───── Material shown

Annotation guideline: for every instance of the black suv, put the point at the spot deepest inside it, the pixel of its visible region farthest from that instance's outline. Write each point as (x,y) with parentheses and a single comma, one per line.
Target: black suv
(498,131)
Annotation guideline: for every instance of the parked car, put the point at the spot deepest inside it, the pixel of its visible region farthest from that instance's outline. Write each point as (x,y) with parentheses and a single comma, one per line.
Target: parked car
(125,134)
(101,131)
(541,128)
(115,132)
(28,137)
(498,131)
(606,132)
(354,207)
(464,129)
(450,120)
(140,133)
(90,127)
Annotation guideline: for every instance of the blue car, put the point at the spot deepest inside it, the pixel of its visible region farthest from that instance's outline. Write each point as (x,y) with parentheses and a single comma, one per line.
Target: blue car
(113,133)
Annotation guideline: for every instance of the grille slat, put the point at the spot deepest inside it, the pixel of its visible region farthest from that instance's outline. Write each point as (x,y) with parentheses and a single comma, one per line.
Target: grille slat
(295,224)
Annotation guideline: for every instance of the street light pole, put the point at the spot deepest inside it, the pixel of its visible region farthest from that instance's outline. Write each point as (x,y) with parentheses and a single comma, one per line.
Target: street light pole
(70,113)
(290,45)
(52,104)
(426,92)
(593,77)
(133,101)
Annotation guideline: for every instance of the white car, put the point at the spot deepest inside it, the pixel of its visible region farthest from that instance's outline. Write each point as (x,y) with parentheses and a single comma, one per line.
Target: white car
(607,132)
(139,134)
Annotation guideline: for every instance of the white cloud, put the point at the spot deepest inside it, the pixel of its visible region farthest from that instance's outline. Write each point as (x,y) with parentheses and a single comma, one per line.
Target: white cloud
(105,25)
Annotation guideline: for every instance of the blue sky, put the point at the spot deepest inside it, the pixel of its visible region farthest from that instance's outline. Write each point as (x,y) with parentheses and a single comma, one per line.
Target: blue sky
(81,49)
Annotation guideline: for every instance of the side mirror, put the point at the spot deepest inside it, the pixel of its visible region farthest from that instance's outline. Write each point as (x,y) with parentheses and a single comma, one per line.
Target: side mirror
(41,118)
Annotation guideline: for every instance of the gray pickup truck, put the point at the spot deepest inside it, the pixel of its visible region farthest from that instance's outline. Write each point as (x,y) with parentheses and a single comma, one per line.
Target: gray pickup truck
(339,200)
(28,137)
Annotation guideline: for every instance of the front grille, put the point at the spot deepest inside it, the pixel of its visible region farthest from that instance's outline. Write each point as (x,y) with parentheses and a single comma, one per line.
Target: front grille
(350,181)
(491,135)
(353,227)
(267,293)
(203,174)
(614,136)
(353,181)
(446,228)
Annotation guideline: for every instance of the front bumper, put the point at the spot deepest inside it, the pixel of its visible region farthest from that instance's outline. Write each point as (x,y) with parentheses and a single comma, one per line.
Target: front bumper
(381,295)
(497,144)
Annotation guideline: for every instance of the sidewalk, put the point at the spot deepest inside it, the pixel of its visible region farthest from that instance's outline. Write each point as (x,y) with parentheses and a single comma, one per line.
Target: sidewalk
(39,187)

──────────

▶ [What you need to do]:
Take the lines above and print them exactly.

▶ [Correct response]:
Annotation guideline: for every instance of the black suv, put the point at the spot deepest inside it, the pixel of its visible region farthest from that instance's outline. Write each point as (x,y) with parentheses and a single comma, one per line.
Target: black suv
(498,131)
Annotation guideline: for every instance of the parked car, put the point at the spot deepest inside it, the pixel of its visible region farthest from that instance's outline. Write each point as (x,y) with parentheses and a single comma, one per line.
Target: parked car
(125,134)
(101,131)
(541,128)
(115,132)
(28,137)
(498,131)
(606,132)
(354,207)
(464,129)
(450,120)
(140,133)
(90,127)
Annotation guideline: for every instance of the blue car, put the point at the spot deepest inside it, the pixel of its visible region farthest from that instance's outline. Write each point as (x,y) with parentheses and a single comma, one per line.
Target: blue car
(113,133)
Annotation guideline: for every instance of the grille slat, put the point at the spot deepest inside it, the pixel of its visible region farthest from that instance's outline. Write each point as (x,y) with parentheses and a single comma, one per line.
Target: grille slat
(295,224)
Annotation guideline: for every instance of the street light pole, put the point at the spot deepest inside it, the pixel of its visible region farthest from that instance's outline. Write each point as (x,y) with parentheses and a single comma, one per line.
Target: street light pole
(70,113)
(290,45)
(52,104)
(426,92)
(593,77)
(133,101)
Annotation guideline: for every instance of the white car, put the point at the spot deepest inside it, the pixel of its visible region farthest from that instance's outline. Write each point as (x,y) with parentheses and a single comma, one per line.
Target: white car
(607,132)
(139,134)
Annotation guideline: for every instance of the white cloud, put the point at the spot deepest inside it, the pixel of its visible region farthest from that instance's outline. Write each point as (x,y) with parentheses and a single comma, one per line.
Target: white cloud
(105,25)
Annotation guideline: for every instance of the blue sky, put the point at the spot deepest inside it, the pixel of its visible region farthest from that instance's outline. Write each point as (x,y) with parentheses and a single comma, one per line.
Target: blue sky
(81,49)
Annotation guideline: for every instance of the side mirror, put the point at the spot deepest inside it, the pixel of its visible region farthest from that instance's outline. Write each point as (x,y) with parentheses and a single comma, one per line.
Target: side mirror
(41,118)
Annotation guideline: for every instance of the gray pickup truck, put the point at the spot deepest inside it, the pixel of its visible region farthest from that instance's outline. Write each point as (x,y) with parentheses and a single comma, one per line.
Target: gray pickup truck
(339,200)
(28,137)
Annotation guideline: for every instance of the front grille, put the point at the spot deepest inside it, the pixel of its visible region farthest from that instance's outline. Write each point as (x,y) with parentheses and a single comma, one per line.
Target: front grille
(350,181)
(491,135)
(353,227)
(267,293)
(203,174)
(614,136)
(353,181)
(446,228)
Annotation guideline: for every instance of the front bumper, put the point at the spot deepest inside it, the pixel of its visible region farthest from that instance's outline. Write each point as (x,y) with parentheses and a single comma, one per line.
Target: front bumper
(381,295)
(497,144)
Annotation guideline: for every instance of the sidewalk, put the point at the spot deepest inside it, the pixel of its visible region farthest from that instance's outline. Write each point as (x,y) with parentheses and a single comma, one per line.
Target: sidewalk
(39,187)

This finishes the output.